EXTRAHIERTER TEXT
--- --- ---
Doch wie genau profitieren die Unternehmen von den innovativen und neuen Ansätzen von Hackern, die das Silicon Valley so erfolgreich machen? Das erklärt der CEO und Mitgründer der Unternehmensberatungsfirma Hackerbay Christian Strobl im Gespräch mit com! professional.
com! professional: Was versteht man eigentlich unter einem Hackathon?
Christian Strobl: Das Konzept der Hackathons ist nicht besonders neu, bereits in den 90er-Jahren haben die ersten Events dieser Art stattgefunden. Der Begriff setzt sich zusammen aus den Wörtern Hacken und Marathon. Unter Hacken wird hierbei nicht das Eindringen in fremde Computersysteme verstanden, sondern damit ist das Tüfteln gemeint.
Hackathons sind nichts anderes als Programmierwett­bewerbe, die meist am Wochenende stattfinden, in der Regel 24 Stunden dauern und bei denen junge Programmierer Apps und Software entwickeln, um bestimmte Herausforderungen zu lösen. Alle Projekte werden anschließend vor der Jury präsentiert, die die besten Projekte mit einem Preis auszeichnet. Gerade im Silicon Valley werden Hacker als Rockstar-Programmierer gefeiert.
com! professional: Das hört sich erst einmal nach einer Spaßveranstaltung an. Warum führen dennoch immer mehr große Konzerne regelmäßig Hackathon-Events durch?
Strobl: In erster Linie helfen Hackathons den Unternehmen, mit jungen Leuten in Kontakt zu kommen, die Technologie verinnerlicht haben und frische Ideen mitbringen. Stellen Sie sich das kurz vor: Wer verbringt schon freiwillig sein Wochenende mit Technologie – und dann auch noch 24 Stunden am Stück? Das ist jemand, der in der Regel nicht an ein Unternehmen gebunden, sondern ein Freidenker ist. Diese Leute kommen aber in Kontakt mit den Experten in den Großunternehmen.
com! professional: Und bringen so Innovation in eine von Tradition geprägte Unternehmenskultur?
Strobl: Ganz genau. Gerade durch diese Verbindung zweier Welten entstehen neue Ideen. Das Schöne dabei ist: Es bleibt häufig nicht bei einem Projekt- oder Konzeptentwurf. Das Ziel jedes Hackers ist immer, am Ende des Hackathons ein funktionstüchtiges Produkt zu liefern. Deshalb hat man nach solch einem Wochenende üblicherweise dreißig bis fünfzig fertige Prototypen, die im Unternehmen präsentiert werden können, um neue Inspiration hervorzurufen.
com! professional: Oder gleich in die Tat umzusetzen.
Strobl: Absolut. Durch die auf einem Hackathon entwickelten Prototypen entstehen oftmals neue Produkte. Der „Like“-Button auf Facebook ist zum Beispiel ein Hackathon-Projekt gewesen. Der E-Mail-Dienst Gmail wurde ebenfalls auf einem Hackathon erfunden.
--- --- ---
BEREITGESTELLTE EINTRÄGE

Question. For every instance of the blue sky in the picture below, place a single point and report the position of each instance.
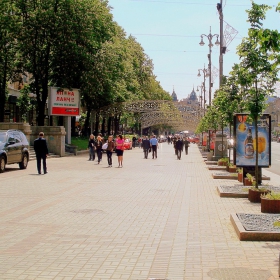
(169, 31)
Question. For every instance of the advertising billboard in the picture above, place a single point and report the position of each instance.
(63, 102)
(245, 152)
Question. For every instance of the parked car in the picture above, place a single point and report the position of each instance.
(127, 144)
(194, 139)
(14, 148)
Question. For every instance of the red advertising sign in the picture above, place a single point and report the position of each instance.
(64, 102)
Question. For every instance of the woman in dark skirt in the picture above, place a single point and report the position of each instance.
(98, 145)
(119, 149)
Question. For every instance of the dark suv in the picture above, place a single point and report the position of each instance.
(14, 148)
--- --- ---
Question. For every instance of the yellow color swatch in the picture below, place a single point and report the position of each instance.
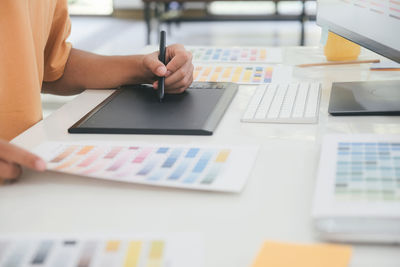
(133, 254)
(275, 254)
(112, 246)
--- --- ---
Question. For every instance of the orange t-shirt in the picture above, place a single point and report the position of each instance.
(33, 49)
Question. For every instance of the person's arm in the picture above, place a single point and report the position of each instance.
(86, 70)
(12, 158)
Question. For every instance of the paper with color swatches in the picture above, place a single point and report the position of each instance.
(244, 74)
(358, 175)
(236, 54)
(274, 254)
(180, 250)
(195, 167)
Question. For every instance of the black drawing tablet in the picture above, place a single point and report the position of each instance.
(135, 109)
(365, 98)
--- --- ---
ZIEL
Zitiere aus dem Interview über Hackathons wortgetreu den Abschnitt von „Strobl: Ganz genau.“ bis einschließlich „einem Hackathon erfunden.“.

LÖSUNG DIESER AUFGABE
Strobl: Ganz genau. Gerade durch diese Verbindung zweier Welten entstehen neue Ideen. Das Schöne dabei ist: Es bleibt häufig nicht bei einem Projekt- oder Konzeptentwurf. Das Ziel jedes Hackers ist immer, am Ende des Hackathons ein funktionstüchtiges Produkt zu liefern. Deshalb hat man nach solch einem Wochenende üblicherweise dreißig bis fünfzig fertige Prototypen, die im Unternehmen präsentiert werden können, um neue Inspiration hervorzurufen.
com! professional: Oder gleich in die Tat umzusetzen.
Strobl: Absolut. Durch die auf einem Hackathon entwickelten Prototypen entstehen oftmals neue Produkte. Der „Like“-Button auf Facebook ist zum Beispiel ein Hackathon-Projekt gewesen. Der E-Mail-Dienst Gmail wurde ebenfalls auf einem Hackathon erfunden.